> [DATA LISTING]

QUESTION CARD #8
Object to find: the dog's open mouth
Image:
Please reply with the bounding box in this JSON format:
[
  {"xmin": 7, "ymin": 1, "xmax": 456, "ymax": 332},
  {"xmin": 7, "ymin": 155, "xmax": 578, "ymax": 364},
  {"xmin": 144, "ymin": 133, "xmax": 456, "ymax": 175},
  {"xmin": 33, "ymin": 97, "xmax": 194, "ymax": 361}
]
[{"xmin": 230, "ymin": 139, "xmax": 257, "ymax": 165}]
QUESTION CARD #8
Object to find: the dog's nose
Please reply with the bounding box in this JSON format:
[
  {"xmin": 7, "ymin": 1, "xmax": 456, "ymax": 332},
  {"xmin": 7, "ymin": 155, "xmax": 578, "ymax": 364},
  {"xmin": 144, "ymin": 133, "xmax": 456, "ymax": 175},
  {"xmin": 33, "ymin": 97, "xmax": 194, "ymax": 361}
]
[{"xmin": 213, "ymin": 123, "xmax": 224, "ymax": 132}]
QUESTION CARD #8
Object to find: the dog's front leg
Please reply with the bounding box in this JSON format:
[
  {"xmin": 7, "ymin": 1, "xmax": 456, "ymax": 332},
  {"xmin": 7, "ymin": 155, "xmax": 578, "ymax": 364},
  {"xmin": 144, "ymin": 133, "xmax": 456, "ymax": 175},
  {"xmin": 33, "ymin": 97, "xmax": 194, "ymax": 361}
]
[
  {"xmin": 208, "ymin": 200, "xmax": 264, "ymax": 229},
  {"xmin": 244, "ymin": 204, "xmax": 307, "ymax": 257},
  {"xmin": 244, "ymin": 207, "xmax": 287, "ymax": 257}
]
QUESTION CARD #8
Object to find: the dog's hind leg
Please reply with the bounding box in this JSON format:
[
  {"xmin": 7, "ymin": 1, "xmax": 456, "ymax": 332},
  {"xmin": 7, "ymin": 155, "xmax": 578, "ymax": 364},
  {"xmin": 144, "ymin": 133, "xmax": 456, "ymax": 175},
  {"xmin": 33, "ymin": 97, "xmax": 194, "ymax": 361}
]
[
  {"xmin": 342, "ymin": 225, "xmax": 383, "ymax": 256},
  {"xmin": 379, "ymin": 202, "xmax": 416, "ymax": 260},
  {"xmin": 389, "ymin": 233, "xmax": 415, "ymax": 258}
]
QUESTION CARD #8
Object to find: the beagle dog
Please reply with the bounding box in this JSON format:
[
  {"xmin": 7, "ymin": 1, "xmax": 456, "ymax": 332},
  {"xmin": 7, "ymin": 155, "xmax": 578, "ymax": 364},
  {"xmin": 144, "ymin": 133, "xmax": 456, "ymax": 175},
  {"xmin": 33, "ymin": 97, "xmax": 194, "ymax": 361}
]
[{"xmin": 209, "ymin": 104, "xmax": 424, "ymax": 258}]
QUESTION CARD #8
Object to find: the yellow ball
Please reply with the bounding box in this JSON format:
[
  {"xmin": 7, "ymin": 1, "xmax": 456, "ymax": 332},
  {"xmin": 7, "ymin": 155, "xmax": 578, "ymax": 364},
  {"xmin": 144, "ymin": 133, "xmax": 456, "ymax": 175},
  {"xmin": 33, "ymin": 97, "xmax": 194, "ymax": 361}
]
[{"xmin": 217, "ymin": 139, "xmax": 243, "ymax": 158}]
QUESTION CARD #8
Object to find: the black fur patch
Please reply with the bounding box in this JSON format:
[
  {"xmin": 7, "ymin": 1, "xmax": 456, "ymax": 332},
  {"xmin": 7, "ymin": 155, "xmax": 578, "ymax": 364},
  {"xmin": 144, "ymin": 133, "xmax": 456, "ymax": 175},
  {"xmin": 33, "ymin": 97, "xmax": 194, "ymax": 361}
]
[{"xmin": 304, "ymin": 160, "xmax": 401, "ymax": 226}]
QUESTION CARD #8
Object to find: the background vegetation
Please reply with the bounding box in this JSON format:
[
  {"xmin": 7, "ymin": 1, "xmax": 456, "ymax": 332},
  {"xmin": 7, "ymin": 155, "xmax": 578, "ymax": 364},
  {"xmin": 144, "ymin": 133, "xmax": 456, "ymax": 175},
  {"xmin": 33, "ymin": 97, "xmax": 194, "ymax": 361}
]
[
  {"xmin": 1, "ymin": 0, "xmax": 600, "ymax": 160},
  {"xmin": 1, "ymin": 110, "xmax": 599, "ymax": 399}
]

> [EXERCISE DESCRIPTION]
Can you reproduce all the material exactly?

> [ANSWER FOR THIS EXERCISE]
QUESTION CARD #8
Object to find: the dog's open mouth
Image:
Please reply with the bounding box in this JSON format:
[
  {"xmin": 7, "ymin": 1, "xmax": 456, "ymax": 332},
  {"xmin": 7, "ymin": 155, "xmax": 578, "ymax": 364},
  {"xmin": 144, "ymin": 133, "xmax": 456, "ymax": 175},
  {"xmin": 33, "ymin": 97, "xmax": 194, "ymax": 361}
]
[{"xmin": 230, "ymin": 139, "xmax": 257, "ymax": 165}]
QUESTION CARD #8
Object to find: the dog's nose
Please reply with the bounding box in this JSON format:
[
  {"xmin": 7, "ymin": 1, "xmax": 456, "ymax": 332},
  {"xmin": 7, "ymin": 155, "xmax": 578, "ymax": 364},
  {"xmin": 144, "ymin": 133, "xmax": 456, "ymax": 175},
  {"xmin": 33, "ymin": 97, "xmax": 194, "ymax": 361}
]
[{"xmin": 213, "ymin": 123, "xmax": 224, "ymax": 132}]
QUESTION CARD #8
Object to find: the dog's front leg
Please reply with the bounding box in this JSON format:
[
  {"xmin": 7, "ymin": 1, "xmax": 456, "ymax": 332},
  {"xmin": 7, "ymin": 155, "xmax": 578, "ymax": 364},
  {"xmin": 144, "ymin": 133, "xmax": 456, "ymax": 175},
  {"xmin": 33, "ymin": 97, "xmax": 194, "ymax": 361}
]
[
  {"xmin": 208, "ymin": 200, "xmax": 264, "ymax": 229},
  {"xmin": 244, "ymin": 204, "xmax": 307, "ymax": 257},
  {"xmin": 244, "ymin": 207, "xmax": 287, "ymax": 257}
]
QUESTION CARD #8
Object to find: the dog's hind leg
Please reply with the bounding box in this JSON format:
[
  {"xmin": 7, "ymin": 1, "xmax": 456, "ymax": 332},
  {"xmin": 7, "ymin": 155, "xmax": 578, "ymax": 364},
  {"xmin": 144, "ymin": 133, "xmax": 456, "ymax": 175},
  {"xmin": 33, "ymin": 97, "xmax": 194, "ymax": 361}
]
[
  {"xmin": 342, "ymin": 225, "xmax": 383, "ymax": 256},
  {"xmin": 379, "ymin": 202, "xmax": 416, "ymax": 260},
  {"xmin": 389, "ymin": 233, "xmax": 415, "ymax": 258}
]
QUESTION CARD #8
Object to find: the beagle dog
Please reply with the bounding box in this JSON format:
[
  {"xmin": 7, "ymin": 1, "xmax": 456, "ymax": 332},
  {"xmin": 7, "ymin": 155, "xmax": 578, "ymax": 364},
  {"xmin": 144, "ymin": 133, "xmax": 456, "ymax": 175},
  {"xmin": 33, "ymin": 97, "xmax": 194, "ymax": 361}
]
[{"xmin": 209, "ymin": 104, "xmax": 424, "ymax": 258}]
QUESTION CARD #8
Object to find: the yellow ball
Please reply with the bounding box in this JSON format:
[
  {"xmin": 7, "ymin": 1, "xmax": 456, "ymax": 332},
  {"xmin": 7, "ymin": 155, "xmax": 578, "ymax": 364},
  {"xmin": 144, "ymin": 133, "xmax": 456, "ymax": 175},
  {"xmin": 33, "ymin": 97, "xmax": 194, "ymax": 361}
]
[{"xmin": 217, "ymin": 139, "xmax": 243, "ymax": 158}]
QUESTION CARD #8
Object to find: the black fur patch
Please reply with the bounding box in this JSON format:
[
  {"xmin": 7, "ymin": 1, "xmax": 456, "ymax": 332},
  {"xmin": 7, "ymin": 155, "xmax": 578, "ymax": 364},
  {"xmin": 144, "ymin": 133, "xmax": 456, "ymax": 175},
  {"xmin": 33, "ymin": 97, "xmax": 194, "ymax": 361}
]
[{"xmin": 304, "ymin": 160, "xmax": 401, "ymax": 226}]
QUESTION CARD #8
Object to find: the background vegetation
Please reply with the bounding box in this JSON format:
[
  {"xmin": 7, "ymin": 1, "xmax": 456, "ymax": 332},
  {"xmin": 7, "ymin": 155, "xmax": 578, "ymax": 364},
  {"xmin": 144, "ymin": 133, "xmax": 456, "ymax": 175},
  {"xmin": 33, "ymin": 97, "xmax": 194, "ymax": 361}
]
[
  {"xmin": 1, "ymin": 0, "xmax": 600, "ymax": 160},
  {"xmin": 1, "ymin": 110, "xmax": 599, "ymax": 399}
]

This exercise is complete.